Copy each line of the records that holds the string "reflection".

(Region pointing data)

* * * *

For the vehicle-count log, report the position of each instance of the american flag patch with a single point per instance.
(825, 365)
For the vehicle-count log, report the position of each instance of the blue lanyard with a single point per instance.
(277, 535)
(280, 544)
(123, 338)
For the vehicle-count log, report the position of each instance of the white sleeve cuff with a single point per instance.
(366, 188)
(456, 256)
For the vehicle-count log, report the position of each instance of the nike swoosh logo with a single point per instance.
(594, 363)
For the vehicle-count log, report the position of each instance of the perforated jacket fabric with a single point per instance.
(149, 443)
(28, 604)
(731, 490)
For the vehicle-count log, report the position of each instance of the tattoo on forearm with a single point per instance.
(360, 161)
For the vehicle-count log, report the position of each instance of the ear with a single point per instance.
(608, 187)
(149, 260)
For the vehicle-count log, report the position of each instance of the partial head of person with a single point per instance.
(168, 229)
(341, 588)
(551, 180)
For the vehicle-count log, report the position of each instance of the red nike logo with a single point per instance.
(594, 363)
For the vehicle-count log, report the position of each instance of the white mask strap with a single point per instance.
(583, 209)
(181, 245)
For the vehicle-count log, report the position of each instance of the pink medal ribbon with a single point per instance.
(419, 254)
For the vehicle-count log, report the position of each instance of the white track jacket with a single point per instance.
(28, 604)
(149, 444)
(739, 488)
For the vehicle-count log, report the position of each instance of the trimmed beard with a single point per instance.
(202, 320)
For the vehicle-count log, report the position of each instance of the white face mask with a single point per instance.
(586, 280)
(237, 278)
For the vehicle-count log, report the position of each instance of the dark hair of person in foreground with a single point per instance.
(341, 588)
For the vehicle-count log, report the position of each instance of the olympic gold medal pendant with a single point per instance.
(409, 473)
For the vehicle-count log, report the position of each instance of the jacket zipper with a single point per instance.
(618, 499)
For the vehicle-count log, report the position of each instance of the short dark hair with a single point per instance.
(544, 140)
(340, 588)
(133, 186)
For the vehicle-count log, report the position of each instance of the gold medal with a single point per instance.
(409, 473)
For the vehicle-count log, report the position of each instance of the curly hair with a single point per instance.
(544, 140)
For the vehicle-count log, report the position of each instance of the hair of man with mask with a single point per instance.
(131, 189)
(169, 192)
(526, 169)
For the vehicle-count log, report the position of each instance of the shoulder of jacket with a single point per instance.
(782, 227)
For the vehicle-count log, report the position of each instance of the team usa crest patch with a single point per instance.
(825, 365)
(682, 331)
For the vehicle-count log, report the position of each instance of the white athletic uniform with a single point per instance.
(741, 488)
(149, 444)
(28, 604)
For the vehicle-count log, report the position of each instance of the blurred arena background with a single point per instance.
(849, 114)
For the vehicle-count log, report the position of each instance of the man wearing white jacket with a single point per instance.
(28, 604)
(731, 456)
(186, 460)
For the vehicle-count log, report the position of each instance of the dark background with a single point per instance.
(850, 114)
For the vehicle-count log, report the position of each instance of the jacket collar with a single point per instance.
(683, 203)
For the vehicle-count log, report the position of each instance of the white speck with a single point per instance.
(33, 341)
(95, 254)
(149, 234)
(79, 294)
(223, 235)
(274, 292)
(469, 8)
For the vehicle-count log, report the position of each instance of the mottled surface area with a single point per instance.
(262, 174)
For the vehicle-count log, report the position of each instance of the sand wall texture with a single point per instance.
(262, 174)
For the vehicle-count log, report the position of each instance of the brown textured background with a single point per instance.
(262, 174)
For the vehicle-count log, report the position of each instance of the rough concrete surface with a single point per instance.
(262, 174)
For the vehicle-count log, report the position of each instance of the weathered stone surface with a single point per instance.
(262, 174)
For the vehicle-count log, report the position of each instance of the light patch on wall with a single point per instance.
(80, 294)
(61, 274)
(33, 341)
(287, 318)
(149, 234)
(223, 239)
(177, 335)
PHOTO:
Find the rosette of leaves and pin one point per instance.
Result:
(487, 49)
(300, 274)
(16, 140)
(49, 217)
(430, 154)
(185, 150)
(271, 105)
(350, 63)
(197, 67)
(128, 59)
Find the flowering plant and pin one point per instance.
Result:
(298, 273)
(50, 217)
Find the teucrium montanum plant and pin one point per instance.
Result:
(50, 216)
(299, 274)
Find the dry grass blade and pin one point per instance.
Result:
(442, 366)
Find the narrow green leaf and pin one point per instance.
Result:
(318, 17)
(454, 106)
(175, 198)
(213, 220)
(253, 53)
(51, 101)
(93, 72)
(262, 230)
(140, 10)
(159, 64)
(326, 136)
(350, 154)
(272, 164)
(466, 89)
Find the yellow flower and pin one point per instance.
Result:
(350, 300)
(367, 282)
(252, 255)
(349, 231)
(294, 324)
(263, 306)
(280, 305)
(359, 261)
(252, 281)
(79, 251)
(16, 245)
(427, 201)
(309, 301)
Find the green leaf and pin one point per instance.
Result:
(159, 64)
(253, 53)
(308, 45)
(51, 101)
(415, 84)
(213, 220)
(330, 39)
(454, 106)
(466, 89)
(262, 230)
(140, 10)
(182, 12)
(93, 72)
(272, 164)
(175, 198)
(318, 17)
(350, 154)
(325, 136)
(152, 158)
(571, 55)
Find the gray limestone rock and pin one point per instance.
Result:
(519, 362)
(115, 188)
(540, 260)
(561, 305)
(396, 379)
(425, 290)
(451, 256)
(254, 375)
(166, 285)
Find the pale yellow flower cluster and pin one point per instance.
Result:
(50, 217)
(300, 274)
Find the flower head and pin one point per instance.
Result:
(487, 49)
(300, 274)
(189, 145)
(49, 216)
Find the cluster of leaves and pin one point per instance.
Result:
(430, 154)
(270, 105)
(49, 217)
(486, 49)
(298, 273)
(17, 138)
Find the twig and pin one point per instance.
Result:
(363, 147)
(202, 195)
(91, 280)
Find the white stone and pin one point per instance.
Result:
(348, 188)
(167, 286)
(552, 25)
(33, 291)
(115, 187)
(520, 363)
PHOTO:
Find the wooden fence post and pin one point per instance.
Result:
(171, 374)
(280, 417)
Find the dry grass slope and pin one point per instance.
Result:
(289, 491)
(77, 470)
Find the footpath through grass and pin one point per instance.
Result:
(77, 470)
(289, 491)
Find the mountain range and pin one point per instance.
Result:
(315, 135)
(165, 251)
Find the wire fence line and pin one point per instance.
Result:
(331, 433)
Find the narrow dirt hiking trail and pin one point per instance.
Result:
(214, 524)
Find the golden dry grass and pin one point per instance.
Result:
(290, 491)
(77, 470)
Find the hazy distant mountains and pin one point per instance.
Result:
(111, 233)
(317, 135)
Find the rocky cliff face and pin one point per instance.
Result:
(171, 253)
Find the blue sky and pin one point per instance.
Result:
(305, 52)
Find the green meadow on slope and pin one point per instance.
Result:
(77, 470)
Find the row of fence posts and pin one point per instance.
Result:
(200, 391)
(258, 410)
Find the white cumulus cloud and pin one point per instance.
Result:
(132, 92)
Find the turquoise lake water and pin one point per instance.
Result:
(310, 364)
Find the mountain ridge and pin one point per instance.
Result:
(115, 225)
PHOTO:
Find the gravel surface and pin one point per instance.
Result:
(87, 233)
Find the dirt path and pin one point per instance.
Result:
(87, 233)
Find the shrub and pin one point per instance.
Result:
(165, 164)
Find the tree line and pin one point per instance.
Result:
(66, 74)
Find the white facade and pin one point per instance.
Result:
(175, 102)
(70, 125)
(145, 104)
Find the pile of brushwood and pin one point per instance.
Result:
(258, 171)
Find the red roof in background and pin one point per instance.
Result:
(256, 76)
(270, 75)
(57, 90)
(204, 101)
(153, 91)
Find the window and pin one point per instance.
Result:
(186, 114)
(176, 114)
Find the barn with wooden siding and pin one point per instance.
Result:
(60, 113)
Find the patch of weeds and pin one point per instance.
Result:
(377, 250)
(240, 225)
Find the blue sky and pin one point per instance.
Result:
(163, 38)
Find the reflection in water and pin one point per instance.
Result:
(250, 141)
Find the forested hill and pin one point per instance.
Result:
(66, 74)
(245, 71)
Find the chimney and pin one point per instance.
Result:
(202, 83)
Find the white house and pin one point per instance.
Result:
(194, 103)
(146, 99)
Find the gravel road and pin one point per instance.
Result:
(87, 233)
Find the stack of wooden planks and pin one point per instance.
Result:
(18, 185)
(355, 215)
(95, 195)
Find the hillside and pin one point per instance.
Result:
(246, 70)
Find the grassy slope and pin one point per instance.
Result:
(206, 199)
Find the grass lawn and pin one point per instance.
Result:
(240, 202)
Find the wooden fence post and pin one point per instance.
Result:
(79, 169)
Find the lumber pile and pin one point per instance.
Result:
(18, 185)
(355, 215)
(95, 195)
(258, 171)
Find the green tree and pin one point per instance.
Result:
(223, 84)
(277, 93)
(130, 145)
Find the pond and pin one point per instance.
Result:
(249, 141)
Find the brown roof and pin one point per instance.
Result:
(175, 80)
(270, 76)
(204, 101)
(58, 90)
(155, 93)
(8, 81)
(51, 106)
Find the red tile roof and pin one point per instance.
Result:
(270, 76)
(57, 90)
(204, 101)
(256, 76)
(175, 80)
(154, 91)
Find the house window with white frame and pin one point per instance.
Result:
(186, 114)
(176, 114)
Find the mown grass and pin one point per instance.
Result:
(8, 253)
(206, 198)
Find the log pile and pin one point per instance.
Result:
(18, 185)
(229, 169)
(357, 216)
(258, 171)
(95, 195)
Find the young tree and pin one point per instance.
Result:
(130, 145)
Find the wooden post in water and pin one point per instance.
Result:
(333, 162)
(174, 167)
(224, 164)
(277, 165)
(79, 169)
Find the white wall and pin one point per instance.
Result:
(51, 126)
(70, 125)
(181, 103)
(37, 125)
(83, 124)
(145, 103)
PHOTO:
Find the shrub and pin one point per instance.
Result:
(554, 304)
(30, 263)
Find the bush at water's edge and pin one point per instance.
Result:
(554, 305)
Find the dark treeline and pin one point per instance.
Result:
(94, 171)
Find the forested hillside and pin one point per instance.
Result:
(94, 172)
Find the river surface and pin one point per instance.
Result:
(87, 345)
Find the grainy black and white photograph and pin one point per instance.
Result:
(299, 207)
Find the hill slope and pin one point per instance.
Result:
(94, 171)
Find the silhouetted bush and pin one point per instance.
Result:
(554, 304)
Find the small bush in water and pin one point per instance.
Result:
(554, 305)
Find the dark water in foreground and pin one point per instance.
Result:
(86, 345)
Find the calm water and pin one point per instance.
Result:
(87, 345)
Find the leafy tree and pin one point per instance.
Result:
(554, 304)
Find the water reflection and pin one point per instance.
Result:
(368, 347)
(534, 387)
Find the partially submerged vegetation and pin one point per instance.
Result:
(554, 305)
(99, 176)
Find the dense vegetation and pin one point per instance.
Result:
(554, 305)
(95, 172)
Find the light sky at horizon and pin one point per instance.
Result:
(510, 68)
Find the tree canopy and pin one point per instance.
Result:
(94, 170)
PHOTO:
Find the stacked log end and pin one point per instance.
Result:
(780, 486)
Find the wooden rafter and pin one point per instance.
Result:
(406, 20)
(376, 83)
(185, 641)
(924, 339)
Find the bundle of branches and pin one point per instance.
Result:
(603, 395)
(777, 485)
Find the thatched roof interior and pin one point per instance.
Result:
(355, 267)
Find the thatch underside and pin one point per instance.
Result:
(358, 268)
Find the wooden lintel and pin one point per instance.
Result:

* * * *

§ Solution:
Find the reflection in water and pin one point per instance.
Find the water reflection and pin one point per instance.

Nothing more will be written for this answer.